GIVEN ENTRIES:
====
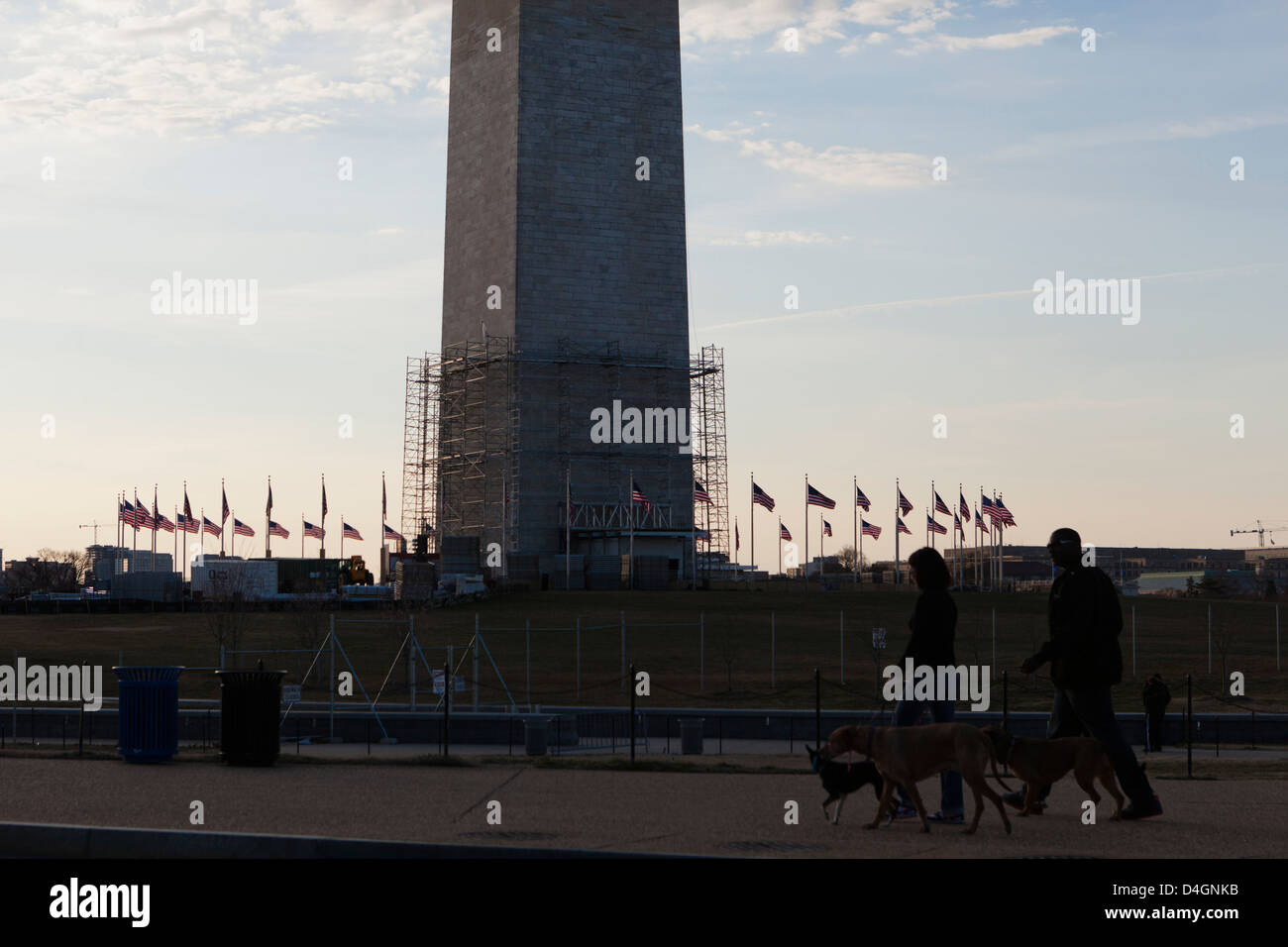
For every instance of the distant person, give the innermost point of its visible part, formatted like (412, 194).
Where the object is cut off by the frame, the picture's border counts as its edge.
(1085, 620)
(934, 624)
(1157, 697)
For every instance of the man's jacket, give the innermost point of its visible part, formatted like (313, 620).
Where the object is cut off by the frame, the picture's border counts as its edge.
(1085, 621)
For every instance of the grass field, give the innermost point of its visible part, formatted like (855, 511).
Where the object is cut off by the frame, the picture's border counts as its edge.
(722, 663)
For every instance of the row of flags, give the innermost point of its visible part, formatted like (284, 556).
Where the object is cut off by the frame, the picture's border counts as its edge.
(137, 515)
(993, 508)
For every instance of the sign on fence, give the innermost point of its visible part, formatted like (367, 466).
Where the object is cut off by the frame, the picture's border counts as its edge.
(458, 684)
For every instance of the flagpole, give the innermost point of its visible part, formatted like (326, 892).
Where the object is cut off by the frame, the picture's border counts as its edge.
(630, 522)
(567, 525)
(982, 571)
(806, 532)
(855, 530)
(1001, 540)
(898, 509)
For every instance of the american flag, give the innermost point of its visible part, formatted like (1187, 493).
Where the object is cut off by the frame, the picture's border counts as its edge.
(699, 492)
(862, 501)
(987, 506)
(814, 499)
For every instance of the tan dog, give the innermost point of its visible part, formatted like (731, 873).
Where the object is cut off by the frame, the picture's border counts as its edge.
(909, 754)
(1042, 762)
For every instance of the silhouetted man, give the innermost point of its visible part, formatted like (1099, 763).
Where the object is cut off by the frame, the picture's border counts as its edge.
(1157, 697)
(1085, 621)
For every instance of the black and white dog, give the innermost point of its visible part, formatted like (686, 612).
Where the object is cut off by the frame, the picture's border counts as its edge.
(840, 780)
====
ASSIGNMENT: Leaving out the pictures, print each line of the records above from the first up to and including the one that contains "For every instance of the grass", exactly as written.

OUTPUT BELOW:
For every instance of the distant person, give the innermost point of its visible part, formatted like (412, 194).
Where the object is cut off by the frame, the picture's border counts as its edge.
(1085, 620)
(934, 624)
(1157, 697)
For every instance of the man's jacket, give the innermost point of its visible part, formatted like (313, 620).
Where the object is cut off by the frame, the picture's border counts as its edge.
(1085, 621)
For every instance of the grass field, give the innermost point of its visible part, formatted like (855, 511).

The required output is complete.